**Tasks and exercises**
**A.** From the passage on reading lounges in schools, write out the part that opens with the words containing "img_6407The second roadblock" and closes with "find the money.".
**B.** Answer these from the passage on reading lounges in schools:
(i) How many pod rooms are on the campus?
(ii) Which space would have been considered if the pod rooms had not existed?
(iii) What did Dr. Layne tell every attendee at the reading conference?

**Supplied passage**
**********
In Dr. Layne’s book, he talks about the idea of creating reading lounges in schools. It makes sense if we want kids to read more that we get them great books to read and create a space that allows them to engage in books. Dr. Layne warns in his book that there are systemic roadblocks (or excuses) to creating reading lounges in schools. The first roadblock is that there is no extra space. While we didn’t have extra classroom space, we did have shared pod areas that were used for small group work and storage. We have 8 of these pod rooms on campus and each of these connect with three classrooms. Space was not an issue for us. If we didn’t have the pod rooms, we would have looked at the computer lab (which is quickly becoming obsolete with the use of Chromebook carts in the classroom). Here is a photograph of a pod:

img_6407The second roadblock that Dr. Layne warns us about is the excuse of not having any money. In fact, at the reading conference a few years ago, he told every attendee that the principal always has money somewhere. I remember this exact moment because all of my teachers turned back at me with some raised eyebrows! Yes, we have some money but we didn’t have enough. When we make reading a priority, we will find the money.
**********
Stored records
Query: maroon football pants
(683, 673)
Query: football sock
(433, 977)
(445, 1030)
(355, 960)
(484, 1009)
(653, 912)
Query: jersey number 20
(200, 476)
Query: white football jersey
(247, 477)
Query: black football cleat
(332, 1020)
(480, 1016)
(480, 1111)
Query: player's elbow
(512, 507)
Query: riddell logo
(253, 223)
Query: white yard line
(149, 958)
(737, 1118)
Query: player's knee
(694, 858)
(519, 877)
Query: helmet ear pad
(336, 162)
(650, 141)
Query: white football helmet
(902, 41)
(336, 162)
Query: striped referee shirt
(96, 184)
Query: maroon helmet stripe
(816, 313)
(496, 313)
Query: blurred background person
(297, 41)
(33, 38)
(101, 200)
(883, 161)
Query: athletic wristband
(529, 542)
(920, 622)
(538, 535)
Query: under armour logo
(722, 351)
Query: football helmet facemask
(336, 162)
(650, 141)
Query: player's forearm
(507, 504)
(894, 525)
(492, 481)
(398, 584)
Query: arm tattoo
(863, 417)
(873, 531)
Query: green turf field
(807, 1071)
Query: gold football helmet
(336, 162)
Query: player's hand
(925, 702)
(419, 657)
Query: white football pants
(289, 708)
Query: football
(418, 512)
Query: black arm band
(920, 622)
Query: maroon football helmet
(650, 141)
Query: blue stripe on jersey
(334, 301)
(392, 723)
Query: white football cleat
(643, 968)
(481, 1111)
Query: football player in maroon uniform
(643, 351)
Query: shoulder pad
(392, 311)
**********
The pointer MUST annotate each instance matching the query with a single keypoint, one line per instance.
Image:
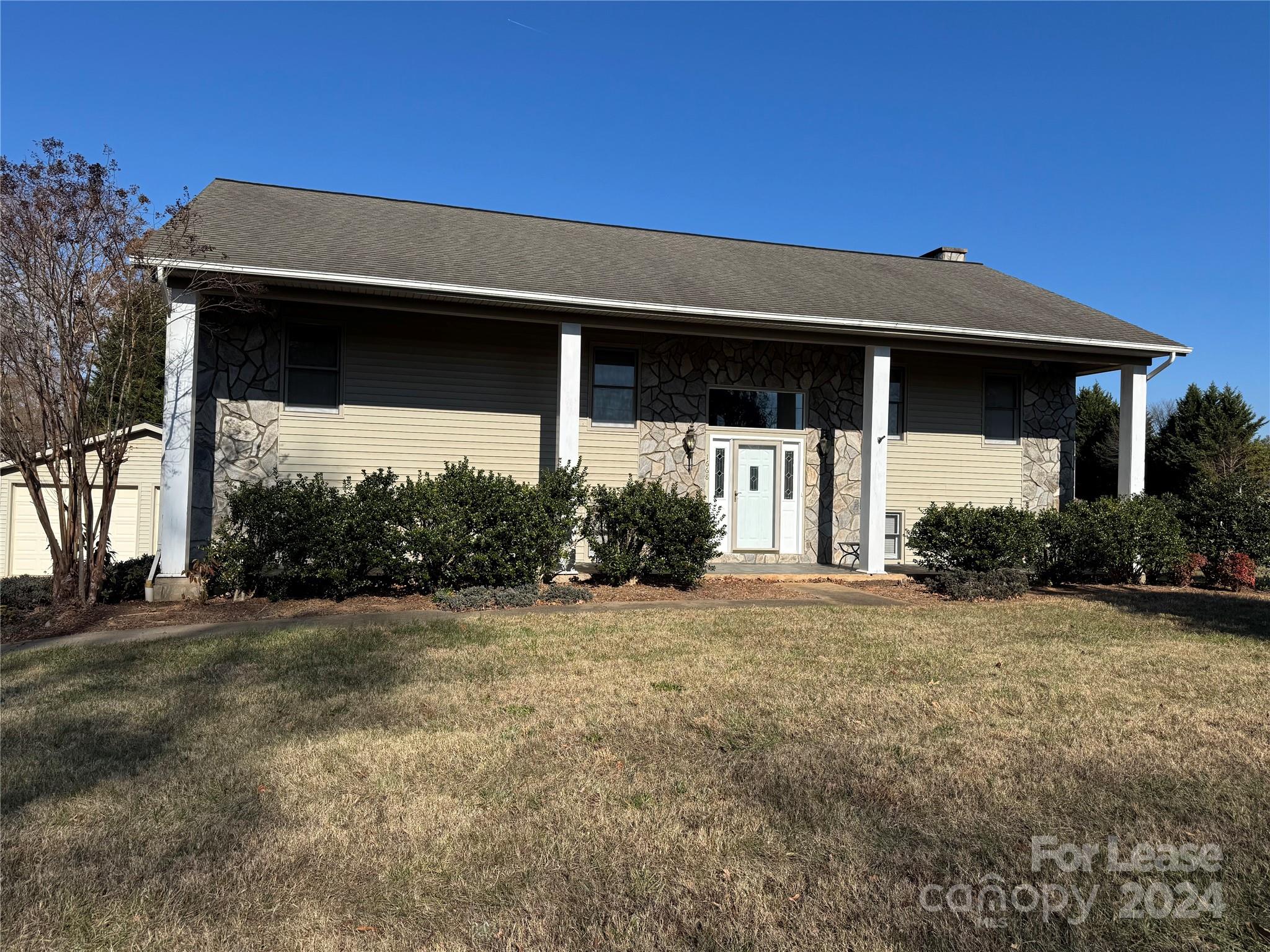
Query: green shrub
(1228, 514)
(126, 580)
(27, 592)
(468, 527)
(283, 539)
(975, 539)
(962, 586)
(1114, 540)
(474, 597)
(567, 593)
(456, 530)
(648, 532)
**********
**Results for each task**
**A.**
img_6407The second roadblock that Dr. Layne warns us about is the excuse of not having any money. In fact, at the reading conference a few years ago, he told every attendee that the principal always has money somewhere. I remember this exact moment because all of my teachers turned back at me with some raised eyebrows! Yes, we have some money but we didn’t have enough. When we make reading a priority, we will find the money.

**B.**
(i) 8
(ii) The computer lab
(iii) That the principal always has money somewhere